• Some records
──────────────────────────────
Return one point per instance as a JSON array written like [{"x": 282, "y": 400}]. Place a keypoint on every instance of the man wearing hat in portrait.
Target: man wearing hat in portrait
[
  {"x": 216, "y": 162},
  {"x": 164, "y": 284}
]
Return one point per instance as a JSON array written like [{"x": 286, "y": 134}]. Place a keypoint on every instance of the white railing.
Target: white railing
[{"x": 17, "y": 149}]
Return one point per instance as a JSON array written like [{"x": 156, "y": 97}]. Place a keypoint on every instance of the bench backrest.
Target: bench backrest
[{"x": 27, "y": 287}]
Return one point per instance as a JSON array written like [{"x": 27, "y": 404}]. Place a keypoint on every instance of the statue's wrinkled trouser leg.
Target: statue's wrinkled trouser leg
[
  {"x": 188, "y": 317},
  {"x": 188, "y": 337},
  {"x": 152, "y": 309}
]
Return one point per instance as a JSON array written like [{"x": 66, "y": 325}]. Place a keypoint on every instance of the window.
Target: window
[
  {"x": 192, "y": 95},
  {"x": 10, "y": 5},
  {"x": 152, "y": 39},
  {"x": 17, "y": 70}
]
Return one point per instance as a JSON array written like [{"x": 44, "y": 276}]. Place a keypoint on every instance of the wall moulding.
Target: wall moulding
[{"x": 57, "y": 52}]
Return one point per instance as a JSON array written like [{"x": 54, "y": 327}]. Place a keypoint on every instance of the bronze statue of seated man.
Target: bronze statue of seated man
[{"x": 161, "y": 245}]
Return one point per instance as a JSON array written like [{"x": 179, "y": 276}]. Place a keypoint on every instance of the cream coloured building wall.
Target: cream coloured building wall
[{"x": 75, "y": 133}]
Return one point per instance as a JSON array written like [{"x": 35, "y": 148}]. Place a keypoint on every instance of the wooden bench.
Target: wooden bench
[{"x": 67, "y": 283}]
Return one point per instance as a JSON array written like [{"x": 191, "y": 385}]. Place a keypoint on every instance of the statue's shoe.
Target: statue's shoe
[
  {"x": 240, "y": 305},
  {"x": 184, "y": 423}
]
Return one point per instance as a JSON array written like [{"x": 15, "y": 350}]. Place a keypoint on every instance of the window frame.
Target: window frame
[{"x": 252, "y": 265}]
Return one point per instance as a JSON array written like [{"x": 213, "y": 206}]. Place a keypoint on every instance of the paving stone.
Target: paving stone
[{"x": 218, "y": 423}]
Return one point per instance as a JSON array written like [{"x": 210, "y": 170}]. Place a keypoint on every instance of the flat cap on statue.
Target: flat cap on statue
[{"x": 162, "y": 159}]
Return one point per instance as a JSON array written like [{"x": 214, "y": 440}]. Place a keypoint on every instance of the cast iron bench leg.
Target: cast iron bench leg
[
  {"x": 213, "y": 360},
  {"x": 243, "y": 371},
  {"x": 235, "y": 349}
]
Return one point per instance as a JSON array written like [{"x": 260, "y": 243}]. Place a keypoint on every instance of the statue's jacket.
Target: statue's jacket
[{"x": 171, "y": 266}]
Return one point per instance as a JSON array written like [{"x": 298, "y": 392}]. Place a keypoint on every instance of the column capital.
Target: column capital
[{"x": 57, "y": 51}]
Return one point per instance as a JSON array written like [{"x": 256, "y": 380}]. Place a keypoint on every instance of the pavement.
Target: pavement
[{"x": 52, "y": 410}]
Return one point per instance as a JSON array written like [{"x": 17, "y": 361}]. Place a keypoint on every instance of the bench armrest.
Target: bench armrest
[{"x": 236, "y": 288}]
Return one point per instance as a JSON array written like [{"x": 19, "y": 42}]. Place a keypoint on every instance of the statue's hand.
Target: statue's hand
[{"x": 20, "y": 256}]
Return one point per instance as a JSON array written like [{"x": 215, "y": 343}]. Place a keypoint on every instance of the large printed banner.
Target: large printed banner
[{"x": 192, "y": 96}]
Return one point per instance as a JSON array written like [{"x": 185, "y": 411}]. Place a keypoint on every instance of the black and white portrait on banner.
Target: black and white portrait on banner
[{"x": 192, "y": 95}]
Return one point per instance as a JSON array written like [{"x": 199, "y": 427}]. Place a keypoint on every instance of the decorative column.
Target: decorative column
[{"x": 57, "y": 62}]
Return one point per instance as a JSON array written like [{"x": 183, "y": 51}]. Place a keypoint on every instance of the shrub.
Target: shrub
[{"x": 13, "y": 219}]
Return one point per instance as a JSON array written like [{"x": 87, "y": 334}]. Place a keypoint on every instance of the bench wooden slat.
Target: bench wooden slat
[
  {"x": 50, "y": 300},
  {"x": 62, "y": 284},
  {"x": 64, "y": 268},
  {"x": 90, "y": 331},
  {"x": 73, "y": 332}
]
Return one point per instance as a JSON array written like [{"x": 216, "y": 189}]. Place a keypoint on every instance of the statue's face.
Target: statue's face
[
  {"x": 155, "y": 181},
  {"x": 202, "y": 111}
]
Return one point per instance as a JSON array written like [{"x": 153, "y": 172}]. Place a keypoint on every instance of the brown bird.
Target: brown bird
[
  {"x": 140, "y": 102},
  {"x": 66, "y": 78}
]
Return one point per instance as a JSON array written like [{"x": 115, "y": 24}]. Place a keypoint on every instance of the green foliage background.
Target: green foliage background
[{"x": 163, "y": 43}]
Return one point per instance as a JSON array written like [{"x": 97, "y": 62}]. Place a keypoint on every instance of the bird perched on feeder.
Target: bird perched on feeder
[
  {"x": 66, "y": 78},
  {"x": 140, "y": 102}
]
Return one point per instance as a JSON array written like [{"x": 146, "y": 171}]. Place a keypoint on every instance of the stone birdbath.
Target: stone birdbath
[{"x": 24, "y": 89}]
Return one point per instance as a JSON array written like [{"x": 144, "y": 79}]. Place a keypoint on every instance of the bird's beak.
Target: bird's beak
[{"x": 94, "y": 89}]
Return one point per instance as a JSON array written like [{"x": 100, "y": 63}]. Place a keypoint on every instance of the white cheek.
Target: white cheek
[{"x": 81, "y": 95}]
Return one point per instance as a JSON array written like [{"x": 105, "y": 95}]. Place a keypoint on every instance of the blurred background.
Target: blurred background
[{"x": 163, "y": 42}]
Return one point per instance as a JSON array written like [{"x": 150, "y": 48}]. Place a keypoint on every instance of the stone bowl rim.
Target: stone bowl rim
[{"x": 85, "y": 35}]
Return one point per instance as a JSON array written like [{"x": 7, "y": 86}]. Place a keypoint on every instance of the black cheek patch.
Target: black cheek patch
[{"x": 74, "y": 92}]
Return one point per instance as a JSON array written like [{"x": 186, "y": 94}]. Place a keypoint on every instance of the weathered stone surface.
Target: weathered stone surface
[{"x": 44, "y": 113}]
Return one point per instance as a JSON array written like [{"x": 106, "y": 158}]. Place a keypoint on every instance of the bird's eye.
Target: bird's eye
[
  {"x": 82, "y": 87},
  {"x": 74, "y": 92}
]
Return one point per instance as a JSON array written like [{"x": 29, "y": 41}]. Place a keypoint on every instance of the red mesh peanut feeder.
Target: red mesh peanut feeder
──────────────────────────────
• REQUEST
From the line that contains "perched on feeder." to the last line of the material above, repeat every line exactly, keeping both the first and the last.

• CORRECT OUTPUT
Return one point per instance as a JSON array written like [{"x": 97, "y": 62}]. Place a keypoint on every instance of the bird perched on feeder.
Target: bird perched on feeder
[
  {"x": 66, "y": 78},
  {"x": 140, "y": 102}
]
Return one point per instance as a JSON array written like [{"x": 146, "y": 171}]. Place a keypoint on every instance of the stone birdbath.
Target: stone birdbath
[{"x": 24, "y": 89}]
Return one point per instance as a JSON array written like [{"x": 144, "y": 79}]. Place a keypoint on every instance of the bird's beak.
Target: bird's beak
[{"x": 94, "y": 89}]
Return one point per instance as a JSON array written like [{"x": 100, "y": 63}]. Place a keypoint on every instance of the white cheek.
Target: white cheek
[{"x": 81, "y": 95}]
Return one point per instance as a JSON array written like [{"x": 105, "y": 95}]. Place a keypoint on every instance of the blurred background.
Target: blurred background
[{"x": 163, "y": 42}]
Return one point per instance as a JSON array written like [{"x": 150, "y": 48}]. Place a keypoint on every instance of the stone bowl rim.
Target: stone bowl rim
[{"x": 85, "y": 35}]
Return one point per instance as a JSON array written like [{"x": 7, "y": 86}]. Place a keypoint on every instance of the black cheek patch.
Target: black cheek patch
[{"x": 74, "y": 92}]
Return one point per instance as a JSON array written like [{"x": 186, "y": 94}]. Place a keypoint on every instance of the weathered stone surface.
Target: weathered stone surface
[{"x": 44, "y": 113}]
Return one point per instance as a JSON array written like [{"x": 106, "y": 158}]. Place a keypoint on every instance of the bird's eye.
Target: bird's eye
[
  {"x": 82, "y": 87},
  {"x": 74, "y": 92}
]
Return one point per instance as a JSON array written like [{"x": 29, "y": 41}]. Place a keypoint on every instance of the red mesh peanut feeder.
Target: red mesh peanut feeder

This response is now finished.